WORK INSTRUCTION » Make an exact copy of all the records that follow, apart from the pictures.

THE DATA »
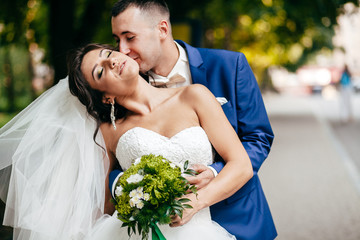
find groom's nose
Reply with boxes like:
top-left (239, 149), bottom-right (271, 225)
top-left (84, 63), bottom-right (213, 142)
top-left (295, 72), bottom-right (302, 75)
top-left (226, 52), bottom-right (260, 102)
top-left (119, 41), bottom-right (130, 55)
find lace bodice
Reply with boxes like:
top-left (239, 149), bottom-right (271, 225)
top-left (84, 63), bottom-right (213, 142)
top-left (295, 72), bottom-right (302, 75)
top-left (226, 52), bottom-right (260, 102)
top-left (116, 126), bottom-right (214, 171)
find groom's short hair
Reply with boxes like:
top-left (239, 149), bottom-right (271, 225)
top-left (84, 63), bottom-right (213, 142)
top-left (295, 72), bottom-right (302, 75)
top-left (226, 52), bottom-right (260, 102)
top-left (111, 0), bottom-right (170, 19)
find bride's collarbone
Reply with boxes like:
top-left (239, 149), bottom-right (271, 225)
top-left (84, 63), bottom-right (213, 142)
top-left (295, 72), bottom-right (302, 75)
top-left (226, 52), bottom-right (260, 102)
top-left (127, 100), bottom-right (196, 123)
top-left (118, 112), bottom-right (199, 140)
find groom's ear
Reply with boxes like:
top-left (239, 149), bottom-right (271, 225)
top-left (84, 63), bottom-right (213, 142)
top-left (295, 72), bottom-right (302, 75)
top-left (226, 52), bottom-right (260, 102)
top-left (158, 20), bottom-right (169, 40)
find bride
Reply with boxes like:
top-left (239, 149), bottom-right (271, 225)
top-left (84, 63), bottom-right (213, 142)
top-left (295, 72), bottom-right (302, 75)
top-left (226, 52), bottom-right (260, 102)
top-left (69, 43), bottom-right (252, 239)
top-left (0, 43), bottom-right (252, 239)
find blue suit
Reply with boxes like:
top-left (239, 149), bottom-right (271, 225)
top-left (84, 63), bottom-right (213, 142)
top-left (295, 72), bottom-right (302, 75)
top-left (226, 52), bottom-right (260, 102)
top-left (110, 40), bottom-right (277, 239)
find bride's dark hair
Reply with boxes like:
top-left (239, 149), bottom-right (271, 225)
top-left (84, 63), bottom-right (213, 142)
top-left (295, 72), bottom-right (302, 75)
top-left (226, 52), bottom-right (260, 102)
top-left (67, 43), bottom-right (127, 144)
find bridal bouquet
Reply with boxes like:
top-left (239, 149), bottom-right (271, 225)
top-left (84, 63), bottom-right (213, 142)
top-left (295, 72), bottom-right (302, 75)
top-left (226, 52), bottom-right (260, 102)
top-left (113, 154), bottom-right (198, 240)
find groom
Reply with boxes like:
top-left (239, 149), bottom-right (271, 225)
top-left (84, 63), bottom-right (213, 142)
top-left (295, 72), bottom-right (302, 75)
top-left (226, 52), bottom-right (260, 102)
top-left (109, 0), bottom-right (277, 239)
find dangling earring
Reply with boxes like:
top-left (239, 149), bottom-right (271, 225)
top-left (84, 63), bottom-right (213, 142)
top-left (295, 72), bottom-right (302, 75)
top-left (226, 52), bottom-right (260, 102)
top-left (110, 102), bottom-right (116, 130)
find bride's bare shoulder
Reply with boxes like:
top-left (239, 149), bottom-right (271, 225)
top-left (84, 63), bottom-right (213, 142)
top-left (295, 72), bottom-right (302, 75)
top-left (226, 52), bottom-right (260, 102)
top-left (180, 84), bottom-right (215, 103)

FINISHED TASK »
find groom's nose
Reply with boxes like:
top-left (239, 149), bottom-right (271, 225)
top-left (84, 63), bottom-right (213, 142)
top-left (295, 72), bottom-right (302, 75)
top-left (226, 52), bottom-right (260, 102)
top-left (119, 41), bottom-right (130, 55)
find lace bodice
Reply with boxes like:
top-left (239, 149), bottom-right (271, 225)
top-left (84, 63), bottom-right (213, 142)
top-left (295, 72), bottom-right (302, 75)
top-left (226, 52), bottom-right (260, 102)
top-left (116, 126), bottom-right (214, 171)
find groom's short hair
Reply with boxes like:
top-left (239, 149), bottom-right (271, 225)
top-left (84, 63), bottom-right (213, 142)
top-left (295, 72), bottom-right (302, 75)
top-left (226, 52), bottom-right (260, 102)
top-left (111, 0), bottom-right (170, 19)
find bride's collarbone
Reply with boxes like:
top-left (239, 149), bottom-right (271, 225)
top-left (84, 63), bottom-right (213, 142)
top-left (295, 72), bottom-right (302, 75)
top-left (226, 52), bottom-right (260, 102)
top-left (127, 100), bottom-right (196, 123)
top-left (118, 112), bottom-right (199, 140)
find groom's ear
Reply with boxes like:
top-left (239, 149), bottom-right (271, 225)
top-left (84, 63), bottom-right (213, 142)
top-left (295, 72), bottom-right (302, 75)
top-left (226, 52), bottom-right (260, 102)
top-left (158, 20), bottom-right (169, 40)
find bride
Reply with boxes like:
top-left (239, 149), bottom-right (271, 225)
top-left (84, 63), bottom-right (213, 142)
top-left (295, 72), bottom-right (302, 75)
top-left (226, 52), bottom-right (260, 102)
top-left (69, 43), bottom-right (252, 239)
top-left (0, 43), bottom-right (252, 239)
find blue suit
Reply with boxes like:
top-left (239, 149), bottom-right (271, 225)
top-left (84, 63), bottom-right (213, 142)
top-left (295, 72), bottom-right (302, 75)
top-left (226, 52), bottom-right (260, 102)
top-left (110, 40), bottom-right (277, 239)
find bride's dark hair
Reply with boxes like:
top-left (239, 149), bottom-right (271, 225)
top-left (84, 63), bottom-right (213, 142)
top-left (295, 72), bottom-right (302, 75)
top-left (226, 52), bottom-right (260, 102)
top-left (67, 43), bottom-right (127, 144)
find bridal bouquet
Reply with boxes like:
top-left (239, 149), bottom-right (271, 225)
top-left (84, 63), bottom-right (213, 142)
top-left (295, 72), bottom-right (302, 75)
top-left (226, 52), bottom-right (260, 102)
top-left (113, 154), bottom-right (198, 240)
find groom
Reply with boxes like:
top-left (239, 149), bottom-right (271, 225)
top-left (84, 63), bottom-right (213, 142)
top-left (295, 72), bottom-right (302, 75)
top-left (226, 52), bottom-right (260, 102)
top-left (109, 0), bottom-right (277, 239)
find dangling earring
Reply with boxes like:
top-left (239, 149), bottom-right (271, 225)
top-left (84, 63), bottom-right (213, 142)
top-left (295, 72), bottom-right (302, 75)
top-left (226, 52), bottom-right (260, 102)
top-left (110, 102), bottom-right (116, 130)
find bride's bare shoulder
Reply with boxes like:
top-left (239, 149), bottom-right (271, 225)
top-left (84, 63), bottom-right (213, 142)
top-left (295, 72), bottom-right (302, 75)
top-left (226, 52), bottom-right (260, 102)
top-left (180, 84), bottom-right (215, 103)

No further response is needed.